### Written instruction
Please arrange all the records below as a numbered list, one line per item, with blank lines and pictures left out.

### Rows
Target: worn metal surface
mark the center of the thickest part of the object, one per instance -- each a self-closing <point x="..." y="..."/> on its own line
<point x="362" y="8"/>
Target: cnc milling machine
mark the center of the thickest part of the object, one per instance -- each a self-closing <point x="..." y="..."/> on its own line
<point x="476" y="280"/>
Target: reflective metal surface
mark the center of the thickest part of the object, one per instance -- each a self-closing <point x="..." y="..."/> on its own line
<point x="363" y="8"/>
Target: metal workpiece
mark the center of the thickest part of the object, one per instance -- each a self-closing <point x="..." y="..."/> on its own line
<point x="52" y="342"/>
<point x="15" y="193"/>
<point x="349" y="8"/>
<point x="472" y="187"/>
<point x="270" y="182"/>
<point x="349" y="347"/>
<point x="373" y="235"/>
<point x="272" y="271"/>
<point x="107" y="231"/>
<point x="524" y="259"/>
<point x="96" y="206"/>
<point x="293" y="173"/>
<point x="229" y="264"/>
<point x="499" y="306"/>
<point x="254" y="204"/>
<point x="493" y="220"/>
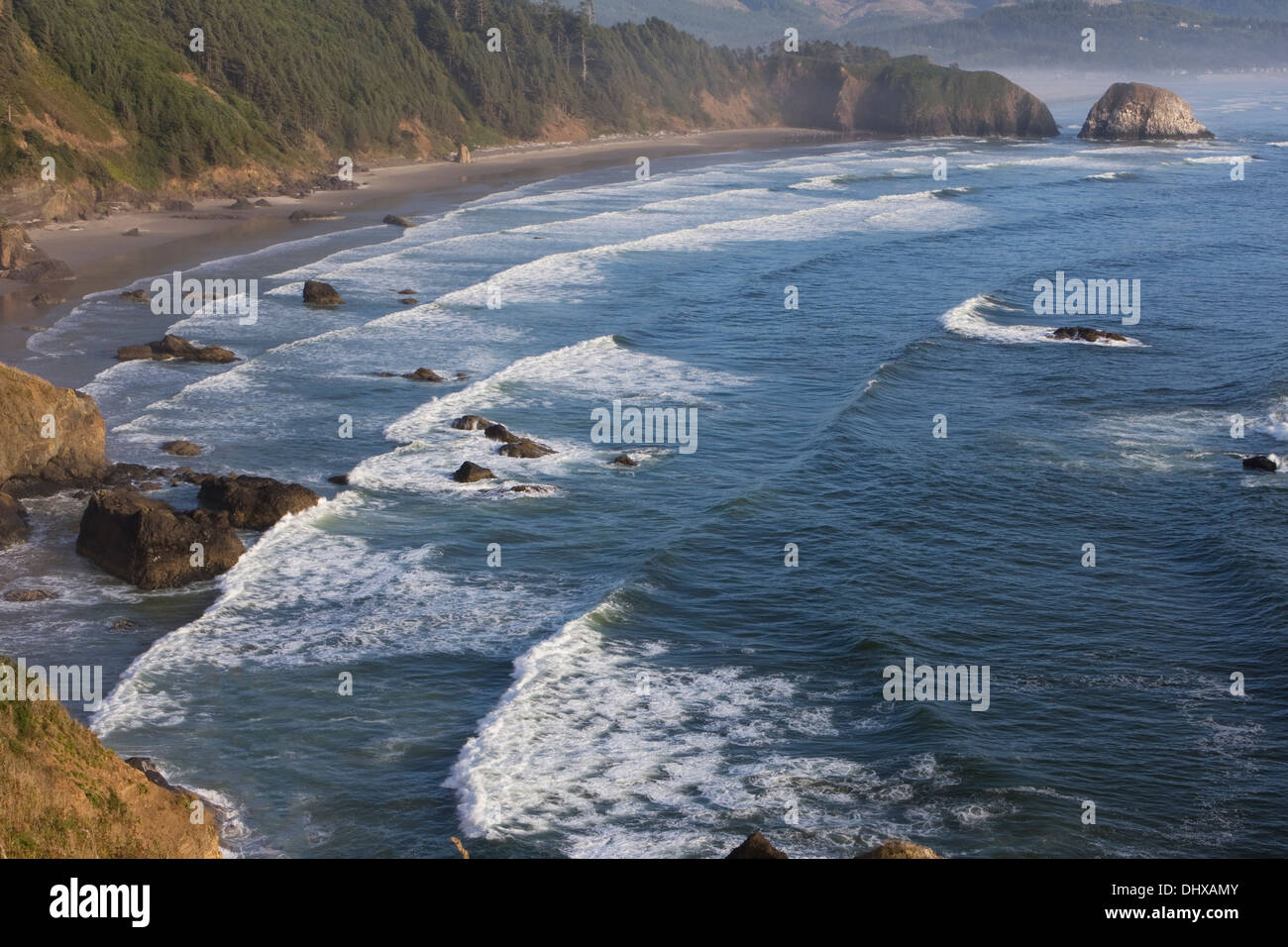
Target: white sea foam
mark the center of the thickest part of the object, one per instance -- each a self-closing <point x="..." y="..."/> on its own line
<point x="970" y="321"/>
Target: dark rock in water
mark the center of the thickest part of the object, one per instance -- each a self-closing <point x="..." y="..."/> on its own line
<point x="180" y="449"/>
<point x="424" y="375"/>
<point x="1140" y="112"/>
<point x="145" y="766"/>
<point x="900" y="849"/>
<point x="1261" y="463"/>
<point x="30" y="595"/>
<point x="150" y="544"/>
<point x="178" y="348"/>
<point x="498" y="432"/>
<point x="756" y="845"/>
<point x="256" y="502"/>
<point x="471" y="472"/>
<point x="13" y="522"/>
<point x="1086" y="334"/>
<point x="526" y="447"/>
<point x="317" y="292"/>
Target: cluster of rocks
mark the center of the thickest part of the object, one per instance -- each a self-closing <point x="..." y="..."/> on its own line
<point x="172" y="347"/>
<point x="55" y="442"/>
<point x="1085" y="334"/>
<point x="24" y="261"/>
<point x="756" y="845"/>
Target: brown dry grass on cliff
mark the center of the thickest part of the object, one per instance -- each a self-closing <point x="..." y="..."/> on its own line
<point x="64" y="795"/>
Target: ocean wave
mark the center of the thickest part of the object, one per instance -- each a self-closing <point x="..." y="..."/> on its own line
<point x="971" y="320"/>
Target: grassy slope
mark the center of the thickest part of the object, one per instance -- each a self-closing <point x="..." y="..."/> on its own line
<point x="64" y="795"/>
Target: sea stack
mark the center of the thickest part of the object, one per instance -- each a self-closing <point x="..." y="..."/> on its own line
<point x="1138" y="112"/>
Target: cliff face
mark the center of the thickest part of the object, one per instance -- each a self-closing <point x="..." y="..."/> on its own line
<point x="909" y="97"/>
<point x="52" y="434"/>
<point x="64" y="795"/>
<point x="1140" y="112"/>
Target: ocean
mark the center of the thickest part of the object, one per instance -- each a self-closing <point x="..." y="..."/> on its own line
<point x="629" y="667"/>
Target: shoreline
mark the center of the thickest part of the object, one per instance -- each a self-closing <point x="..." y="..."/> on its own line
<point x="103" y="260"/>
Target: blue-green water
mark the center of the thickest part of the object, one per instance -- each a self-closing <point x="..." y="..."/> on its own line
<point x="642" y="674"/>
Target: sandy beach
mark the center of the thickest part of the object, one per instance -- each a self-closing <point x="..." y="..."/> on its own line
<point x="102" y="258"/>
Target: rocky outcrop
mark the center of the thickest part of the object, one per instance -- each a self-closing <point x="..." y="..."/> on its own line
<point x="756" y="845"/>
<point x="180" y="449"/>
<point x="1261" y="462"/>
<point x="469" y="472"/>
<point x="13" y="522"/>
<point x="909" y="95"/>
<point x="21" y="260"/>
<point x="1085" y="334"/>
<point x="424" y="375"/>
<point x="50" y="434"/>
<point x="472" y="423"/>
<point x="900" y="849"/>
<point x="153" y="545"/>
<point x="526" y="447"/>
<point x="317" y="292"/>
<point x="174" y="347"/>
<point x="254" y="502"/>
<point x="1140" y="112"/>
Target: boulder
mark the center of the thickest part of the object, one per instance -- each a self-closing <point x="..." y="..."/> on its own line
<point x="180" y="449"/>
<point x="471" y="472"/>
<point x="31" y="407"/>
<point x="145" y="766"/>
<point x="30" y="595"/>
<point x="1085" y="334"/>
<point x="1140" y="112"/>
<point x="13" y="522"/>
<point x="526" y="447"/>
<point x="424" y="375"/>
<point x="472" y="423"/>
<point x="1261" y="462"/>
<point x="172" y="347"/>
<point x="254" y="502"/>
<point x="756" y="845"/>
<point x="900" y="849"/>
<point x="317" y="292"/>
<point x="498" y="432"/>
<point x="150" y="544"/>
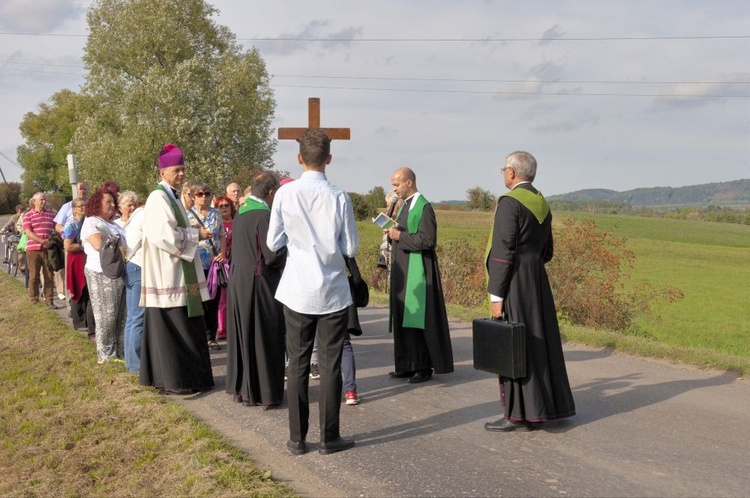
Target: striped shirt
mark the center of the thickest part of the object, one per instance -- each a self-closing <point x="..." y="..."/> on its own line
<point x="42" y="224"/>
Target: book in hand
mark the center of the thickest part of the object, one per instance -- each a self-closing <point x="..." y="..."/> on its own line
<point x="384" y="221"/>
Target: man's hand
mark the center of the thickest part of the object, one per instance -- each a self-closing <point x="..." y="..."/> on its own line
<point x="496" y="310"/>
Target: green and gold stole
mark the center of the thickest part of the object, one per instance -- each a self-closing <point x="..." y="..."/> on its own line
<point x="253" y="205"/>
<point x="416" y="283"/>
<point x="536" y="203"/>
<point x="192" y="288"/>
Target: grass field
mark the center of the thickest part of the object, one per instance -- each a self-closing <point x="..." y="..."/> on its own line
<point x="709" y="262"/>
<point x="70" y="427"/>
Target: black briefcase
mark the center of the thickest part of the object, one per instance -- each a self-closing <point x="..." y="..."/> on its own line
<point x="499" y="347"/>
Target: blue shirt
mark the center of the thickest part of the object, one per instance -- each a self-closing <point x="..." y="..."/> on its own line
<point x="315" y="220"/>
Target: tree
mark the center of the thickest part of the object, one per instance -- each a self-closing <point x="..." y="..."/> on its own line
<point x="47" y="135"/>
<point x="162" y="71"/>
<point x="480" y="199"/>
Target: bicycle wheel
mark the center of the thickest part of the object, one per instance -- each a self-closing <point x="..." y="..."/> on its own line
<point x="13" y="262"/>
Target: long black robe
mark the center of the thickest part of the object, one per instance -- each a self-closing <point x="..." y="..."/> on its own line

### The solution
1. Target: worn metal surface
2. mark the center of the thickest part of the object, one per instance -- each a self-closing <point x="..." y="..."/> on its own line
3. <point x="362" y="8"/>
4. Target: cnc milling machine
5. mark the center of the thickest part of the object, one per instance -- each a self-closing <point x="..." y="..."/> on its own line
6. <point x="476" y="280"/>
7. Target: reflective metal surface
8. mark the center of the thickest part of the object, one per instance -- each a self-closing <point x="..." y="..."/> on its own line
9. <point x="363" y="8"/>
10. Target: metal workpiece
11. mark the center of the thickest part of the object, one per instance -- each a self-closing <point x="..." y="..."/> on its own line
12. <point x="52" y="342"/>
13. <point x="15" y="193"/>
14. <point x="349" y="8"/>
15. <point x="472" y="187"/>
16. <point x="270" y="182"/>
17. <point x="349" y="347"/>
18. <point x="373" y="235"/>
19. <point x="272" y="271"/>
20. <point x="107" y="231"/>
21. <point x="524" y="259"/>
22. <point x="96" y="206"/>
23. <point x="293" y="173"/>
24. <point x="229" y="264"/>
25. <point x="499" y="306"/>
26. <point x="254" y="204"/>
27. <point x="493" y="220"/>
28. Target: white sea foam
29. mark the center of the thickest part of the object, one per instance -- each a self-closing <point x="..." y="..."/> on its own line
30. <point x="970" y="321"/>
31. Target: dark rock in water
32. mark the center of the thickest part of the object, one per instance -- each a self-closing <point x="..." y="..."/> on its own line
33. <point x="180" y="449"/>
34. <point x="424" y="375"/>
35. <point x="1140" y="112"/>
36. <point x="145" y="766"/>
37. <point x="900" y="849"/>
38. <point x="1261" y="463"/>
39. <point x="30" y="595"/>
40. <point x="150" y="544"/>
41. <point x="178" y="348"/>
42. <point x="498" y="432"/>
43. <point x="756" y="845"/>
44. <point x="256" y="502"/>
45. <point x="471" y="472"/>
46. <point x="13" y="522"/>
47. <point x="1086" y="334"/>
48. <point x="526" y="447"/>
49. <point x="317" y="292"/>
50. Target: cluster of rocks
51. mark the center of the thickest part of the object, one per instance -- each a self-closing <point x="..." y="..."/> on its own line
52. <point x="172" y="347"/>
53. <point x="55" y="442"/>
54. <point x="1085" y="334"/>
55. <point x="24" y="261"/>
56. <point x="756" y="845"/>
57. Target: brown dry grass on cliff
58. mark the center of the thickest part of the object, one per instance -- each a self-closing <point x="..." y="..."/> on its own line
59. <point x="64" y="795"/>
60. Target: ocean wave
61. mark the center of the thickest part of the object, one per instance -- each a self-closing <point x="..." y="..."/> on its own line
62. <point x="971" y="320"/>
63. Target: grassy slope
64. mark the center of the thickest part of the object, one per instance -- each a self-closing <point x="..." y="..."/> on its own line
65. <point x="64" y="795"/>
66. Target: sea stack
67. mark the center of the thickest part of the object, one per instance -- each a self-closing <point x="..." y="..."/> on its own line
68. <point x="1138" y="112"/>
69. Target: cliff face
70. mark the center of the thickest part of the object, one per instance -- each a self-closing <point x="..." y="..."/> on its own line
71. <point x="909" y="97"/>
72. <point x="52" y="434"/>
73. <point x="64" y="795"/>
74. <point x="1140" y="112"/>
75. Target: ocean
76. mark the center of the thickest part of the object, one per instance -- each a self-closing <point x="..." y="..."/> on its own line
77. <point x="629" y="667"/>
78. Target: shoreline
79. mark the center of the thickest part of the object, one per instance -- each a self-closing <point x="..." y="..."/> on its own line
80. <point x="103" y="260"/>
81. Target: blue-green water
82. mark the center of the thickest part of the object, one per instance -- each a self-closing <point x="..." y="..."/> on its own line
83. <point x="642" y="674"/>
84. Target: sandy beach
85. mark the center of the thickest part of the object, one per instance -- each a self-closing <point x="..." y="..."/> on its own line
86. <point x="102" y="258"/>
87. Target: rocky outcrop
88. mark the center of the thickest part of the object, one per instance -- each a self-closing <point x="..." y="..."/> on its own line
89. <point x="756" y="845"/>
90. <point x="180" y="449"/>
91. <point x="1261" y="462"/>
92. <point x="469" y="472"/>
93. <point x="13" y="522"/>
94. <point x="909" y="95"/>
95. <point x="21" y="260"/>
96. <point x="1085" y="334"/>
97. <point x="424" y="375"/>
98. <point x="50" y="434"/>
99. <point x="472" y="423"/>
100. <point x="900" y="849"/>
101. <point x="153" y="545"/>
102. <point x="526" y="447"/>
103. <point x="317" y="292"/>
104. <point x="174" y="347"/>
105. <point x="254" y="502"/>
106. <point x="1140" y="112"/>
107. Target: boulder
108. mark the center of the thickest part of the object, one per instance -- each a self-closing <point x="..." y="..."/> on its own line
109. <point x="180" y="449"/>
110. <point x="471" y="472"/>
111. <point x="31" y="407"/>
112. <point x="145" y="766"/>
113. <point x="30" y="595"/>
114. <point x="1085" y="334"/>
115. <point x="1140" y="112"/>
116. <point x="13" y="522"/>
117. <point x="526" y="447"/>
118. <point x="424" y="375"/>
119. <point x="472" y="423"/>
120. <point x="1261" y="462"/>
121. <point x="172" y="347"/>
122. <point x="254" y="502"/>
123. <point x="756" y="845"/>
124. <point x="900" y="849"/>
125. <point x="317" y="292"/>
126. <point x="498" y="432"/>
127. <point x="150" y="544"/>
128. Target: striped shirt
129. mark the center of the thickest part of the object, one per instance -- each a self-closing <point x="..." y="..."/> on its own line
130. <point x="42" y="224"/>
131. Target: book in hand
132. mark the center of the thickest part of the object, one per instance -- each a self-closing <point x="..." y="..."/> on its own line
133. <point x="384" y="221"/>
134. Target: man's hand
135. mark the center of the thickest part of the object, one per instance -- each a self-closing <point x="..." y="..."/> on its own line
136. <point x="496" y="310"/>
137. Target: green and gold stole
138. mark the center of the thickest part of the object, one per instance -- each a self-closing <point x="..." y="..."/> on its own line
139. <point x="253" y="205"/>
140. <point x="416" y="283"/>
141. <point x="536" y="203"/>
142. <point x="192" y="288"/>
143. Target: grass field
144. mark the center of the thickest part of the object, one per instance -- each a self-closing <point x="..." y="..."/> on its own line
145. <point x="709" y="262"/>
146. <point x="70" y="427"/>
147. Target: black briefcase
148. mark the center of the thickest part of the object, one per instance -- each a self-closing <point x="..." y="..."/> on its own line
149. <point x="499" y="347"/>
150. Target: blue shirt
151. mark the center of the thickest part of the object, one per instance -- each a self-closing <point x="..." y="..."/> on its own line
152. <point x="315" y="220"/>
153. Target: tree
154. mark the center of the thickest part of the object, one per instance -- each a self-closing <point x="..." y="..."/> on its own line
155. <point x="47" y="135"/>
156. <point x="162" y="71"/>
157. <point x="480" y="199"/>
158. Target: bicycle wheel
159. mark the center of the thickest part of the object, one per instance -- each a self-closing <point x="..." y="..."/> on its own line
160. <point x="13" y="262"/>
161. Target: long black robe
162. mark the center of the thickest part of the object, one per instance -- each a self-closing <point x="..." y="..."/> on its own line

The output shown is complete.